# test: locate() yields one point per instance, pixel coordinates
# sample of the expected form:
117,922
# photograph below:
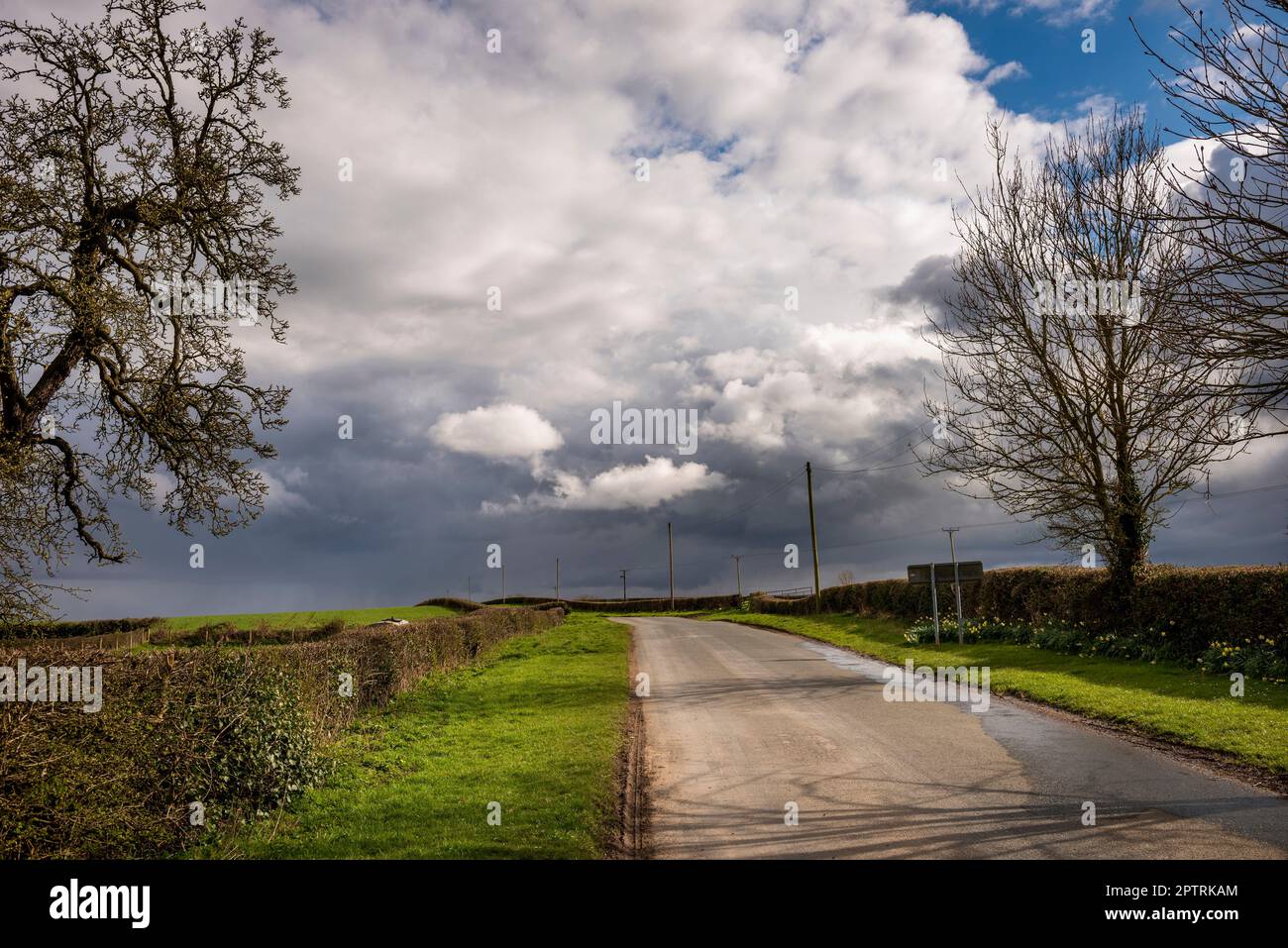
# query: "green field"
535,728
1167,700
307,620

§ **TASK**: Exact copy, no pictures: please print every record above as written.

§ **ANSWER BOX**:
# test: locate() yields one point per instance, pixel coordinates
# sample of the expected form:
117,922
# photograph below:
# query: "green field"
535,728
1167,700
307,620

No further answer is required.